- _Excerpted passage_
------------------------------------

In June 1972, Robert Washington, acting principal of Washington School, a public elementary institution in May-wood, Illinois, was told by the district superintendent that he would be reassigned in the fall as a classroom teacher in a different school. Two weeks later, the Board of Education ratified the demotion and transfer, which entailed a substantially lower salary than Washington had been receiving. Subsequently, Washington, the Parent Teachers Organization of Washington School (P.T. 0. ), and a member of that organization filed a civil rights complaint alleging that the officials had acted in retaliation for plaintiffs’ exercise of rights guaranteed by the First and Fourteenth Amendments.1
The district court held that the plaintiffs other than acting principal Washington had no standing under 42 U.S.C. § 1983 to complain of the wrongs allegedly committed. The court therefore dismissed the action as to those plaintiffs. Relying in part on Pickering v. Board of Education, 391 U.S. 563, 88 S.Ct. 1731, 20 L.Ed.2d 811 (1968), and several teacher nonretention decisions from this circuit, the court further concluded that plaintiff Washington had failed to state a claim upon which relief could be granted.
I
The complaint (and accompanying exhibits) reflect the following.
In October 1971, defendant district superintendent Peterson appointed Robert Washington acting principal of Washington School when the then principal, who later resigned, was suspended. Peterson “by statute and delegation [was] charged with supervising the day to day operation of the schools . . . [and was] empowered to hire, suspend, remove and transfer employees of District 89 subject to ratification by Defendant Board.” In a confirmatory letter dated November 19, 1971, the superintendent stated that Washington would be acting principal until either the Board of Education approved a new principal or Peterson terminated the appointment. Plaintiff was to receive two weeks’ notice.
The following month, when superintendent Peterson requested the Washington faculty and the P.T.O. to recommend a permanent principal, both groups named Robert Washington. On several occasions thereafter, Peterson *13indicated that the recommendations would be followed.

------------------------------------

- _Stated exercise 1_
According to the court opinion excerpt, when did superintendent Peterson appoint Robert Washington acting principal of Washington School?
- _Stated exercise 2_
From the court opinion excerpt, set down the stretch from "In October 1971, defendant" through "two weeks’ notice.", word for word.

- _Given information_
------------------------------------

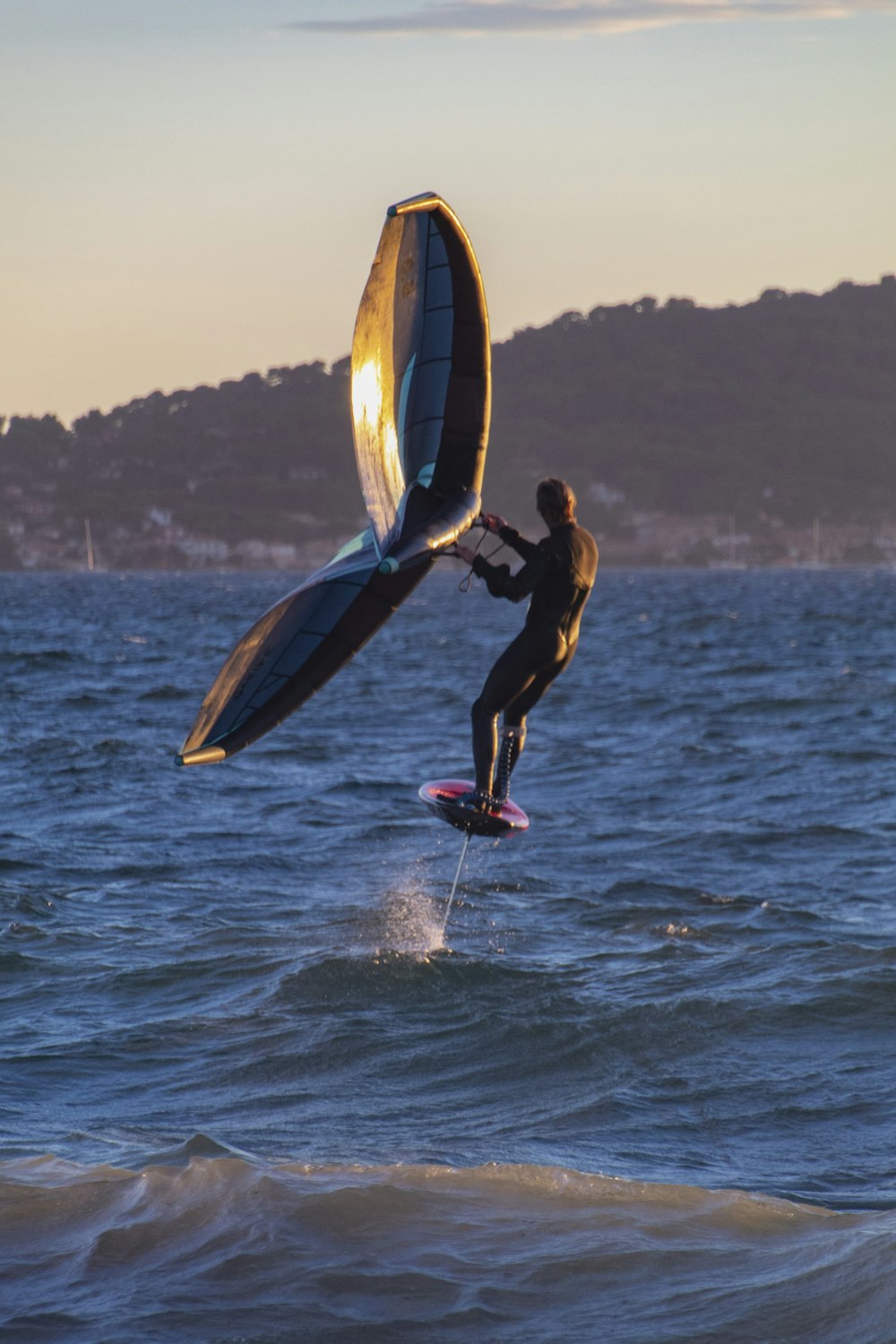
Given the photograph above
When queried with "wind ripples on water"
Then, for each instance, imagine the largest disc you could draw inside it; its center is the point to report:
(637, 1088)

------------------------------------

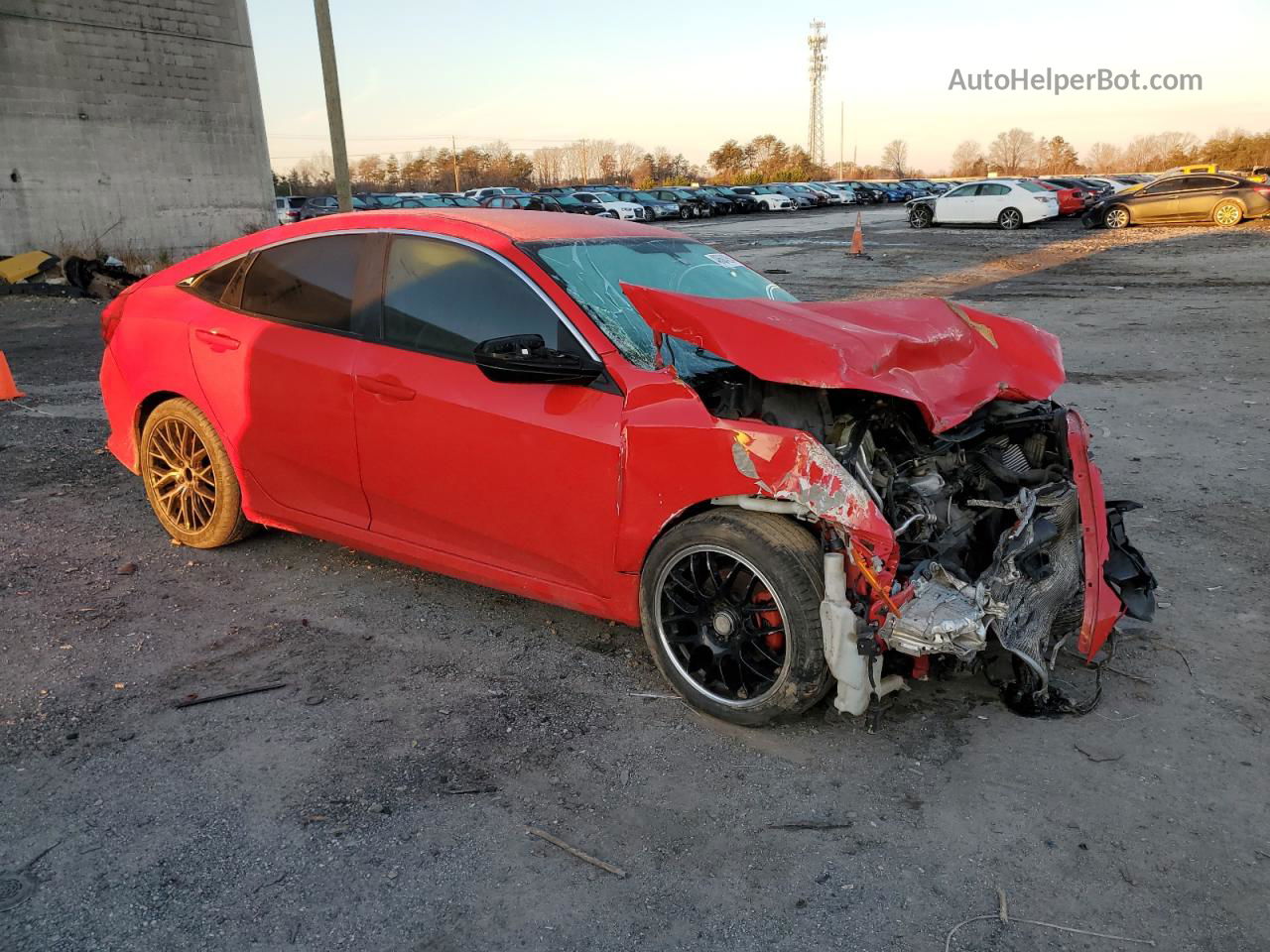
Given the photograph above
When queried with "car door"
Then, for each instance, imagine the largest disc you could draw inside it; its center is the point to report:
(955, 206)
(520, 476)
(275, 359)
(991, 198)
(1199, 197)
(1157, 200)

------------------------------------

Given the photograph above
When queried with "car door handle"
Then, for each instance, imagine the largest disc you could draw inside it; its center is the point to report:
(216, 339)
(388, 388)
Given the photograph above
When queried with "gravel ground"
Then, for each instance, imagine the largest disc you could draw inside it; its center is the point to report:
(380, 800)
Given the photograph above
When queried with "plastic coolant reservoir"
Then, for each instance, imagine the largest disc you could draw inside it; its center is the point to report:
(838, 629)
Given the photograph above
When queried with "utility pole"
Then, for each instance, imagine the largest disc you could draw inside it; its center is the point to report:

------------------------------------

- _Answer 1_
In October 1971.

- _Answer 2_
In October 1971, defendant district superintendent Peterson appointed Robert Washington acting principal of Washington School when the then principal, who later resigned, was suspended. Peterson “by statute and delegation [was] charged with supervising the day to day operation of the schools . . . [and was] empowered to hire, suspend, remove and transfer employees of District 89 subject to ratification by Defendant Board.” In a confirmatory letter dated November 19, 1971, the superintendent stated that Washington would be acting principal until either the Board of Education approved a new principal or Peterson terminated the appointment. Plaintiff was to receive two weeks’ notice.